---------- Working data
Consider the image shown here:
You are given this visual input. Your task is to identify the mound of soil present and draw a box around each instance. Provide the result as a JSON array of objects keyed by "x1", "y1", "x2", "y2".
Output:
--------------------
---------- Working data
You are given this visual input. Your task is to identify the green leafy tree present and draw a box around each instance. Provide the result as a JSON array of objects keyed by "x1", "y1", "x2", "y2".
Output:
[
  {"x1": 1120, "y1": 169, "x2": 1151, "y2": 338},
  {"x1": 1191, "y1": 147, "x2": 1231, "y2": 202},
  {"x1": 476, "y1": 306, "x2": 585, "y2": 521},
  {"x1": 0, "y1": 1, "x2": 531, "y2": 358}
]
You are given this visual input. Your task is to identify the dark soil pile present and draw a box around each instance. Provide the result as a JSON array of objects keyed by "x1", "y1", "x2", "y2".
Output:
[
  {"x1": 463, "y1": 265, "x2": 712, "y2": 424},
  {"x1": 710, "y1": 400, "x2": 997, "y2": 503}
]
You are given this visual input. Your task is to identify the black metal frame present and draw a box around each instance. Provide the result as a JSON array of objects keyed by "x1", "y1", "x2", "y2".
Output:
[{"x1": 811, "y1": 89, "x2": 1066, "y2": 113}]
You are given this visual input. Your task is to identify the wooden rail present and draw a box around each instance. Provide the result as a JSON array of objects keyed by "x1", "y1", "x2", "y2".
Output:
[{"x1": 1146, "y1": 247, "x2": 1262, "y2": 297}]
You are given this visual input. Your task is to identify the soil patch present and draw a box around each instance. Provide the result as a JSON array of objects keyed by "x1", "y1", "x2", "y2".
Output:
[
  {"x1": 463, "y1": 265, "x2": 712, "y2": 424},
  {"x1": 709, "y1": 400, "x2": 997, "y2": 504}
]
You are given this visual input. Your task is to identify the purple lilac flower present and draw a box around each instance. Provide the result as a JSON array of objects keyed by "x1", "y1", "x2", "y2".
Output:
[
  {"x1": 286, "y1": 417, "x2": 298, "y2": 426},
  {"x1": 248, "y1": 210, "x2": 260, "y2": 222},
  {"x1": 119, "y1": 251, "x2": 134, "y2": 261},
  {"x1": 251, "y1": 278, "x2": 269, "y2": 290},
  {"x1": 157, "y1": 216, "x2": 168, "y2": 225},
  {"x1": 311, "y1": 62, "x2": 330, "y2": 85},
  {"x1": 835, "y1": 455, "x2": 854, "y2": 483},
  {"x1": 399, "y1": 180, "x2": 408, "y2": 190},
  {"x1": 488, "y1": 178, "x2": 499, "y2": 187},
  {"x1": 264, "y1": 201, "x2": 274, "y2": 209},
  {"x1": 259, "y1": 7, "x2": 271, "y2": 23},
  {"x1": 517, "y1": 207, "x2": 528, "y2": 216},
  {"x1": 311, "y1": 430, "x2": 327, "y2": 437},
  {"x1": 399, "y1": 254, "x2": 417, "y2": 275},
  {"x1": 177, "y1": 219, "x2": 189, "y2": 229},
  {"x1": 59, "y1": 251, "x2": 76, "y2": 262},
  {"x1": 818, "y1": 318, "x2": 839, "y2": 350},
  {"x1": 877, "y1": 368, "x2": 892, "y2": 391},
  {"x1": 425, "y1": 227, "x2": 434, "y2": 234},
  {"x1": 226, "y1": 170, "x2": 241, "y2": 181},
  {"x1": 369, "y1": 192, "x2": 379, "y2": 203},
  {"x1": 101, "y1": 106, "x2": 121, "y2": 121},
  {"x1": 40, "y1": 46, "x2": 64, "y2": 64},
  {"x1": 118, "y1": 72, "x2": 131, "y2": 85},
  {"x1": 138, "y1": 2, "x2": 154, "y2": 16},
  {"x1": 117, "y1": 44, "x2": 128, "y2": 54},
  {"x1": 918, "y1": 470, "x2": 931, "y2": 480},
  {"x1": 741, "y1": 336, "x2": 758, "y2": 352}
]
--------------------
---------- Working data
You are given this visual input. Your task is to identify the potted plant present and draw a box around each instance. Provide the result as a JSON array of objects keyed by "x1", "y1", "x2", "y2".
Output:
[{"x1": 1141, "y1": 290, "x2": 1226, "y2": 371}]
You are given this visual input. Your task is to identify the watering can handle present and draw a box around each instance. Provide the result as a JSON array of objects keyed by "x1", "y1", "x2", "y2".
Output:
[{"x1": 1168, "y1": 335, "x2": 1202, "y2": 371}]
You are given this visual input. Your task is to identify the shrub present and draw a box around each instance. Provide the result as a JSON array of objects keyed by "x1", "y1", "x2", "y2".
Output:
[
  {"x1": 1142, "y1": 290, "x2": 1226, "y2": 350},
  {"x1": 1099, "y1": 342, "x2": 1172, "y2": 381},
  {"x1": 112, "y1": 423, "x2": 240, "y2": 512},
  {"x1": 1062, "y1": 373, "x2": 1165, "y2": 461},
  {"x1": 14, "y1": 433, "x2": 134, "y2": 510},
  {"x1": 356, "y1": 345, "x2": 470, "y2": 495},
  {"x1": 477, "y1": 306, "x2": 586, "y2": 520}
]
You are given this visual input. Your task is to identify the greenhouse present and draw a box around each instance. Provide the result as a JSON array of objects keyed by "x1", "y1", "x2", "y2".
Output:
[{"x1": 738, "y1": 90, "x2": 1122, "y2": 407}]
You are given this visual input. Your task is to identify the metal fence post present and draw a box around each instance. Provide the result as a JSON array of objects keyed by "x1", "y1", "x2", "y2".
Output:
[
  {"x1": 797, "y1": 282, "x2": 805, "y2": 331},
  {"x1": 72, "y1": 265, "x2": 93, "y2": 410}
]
--------------------
Goal of the exercise
The required output is the stretch of entries above from the line containing "identify the soil" through the line containing "identify the purple", reproduced exactly.

Task output
You are given this visual input. Your task is to identify the soil patch present and draw a box around each instance. Provide the result as a JSON array of objects keyed by "x1", "y1", "x2", "y2".
Output:
[
  {"x1": 463, "y1": 265, "x2": 712, "y2": 424},
  {"x1": 709, "y1": 400, "x2": 997, "y2": 504}
]
You are given this visual input. Your task is to identify the purple lilac flower present and draw a box around each instance. Provide the result as a JSON array of objects keyed by "x1", "y1", "x2", "y2".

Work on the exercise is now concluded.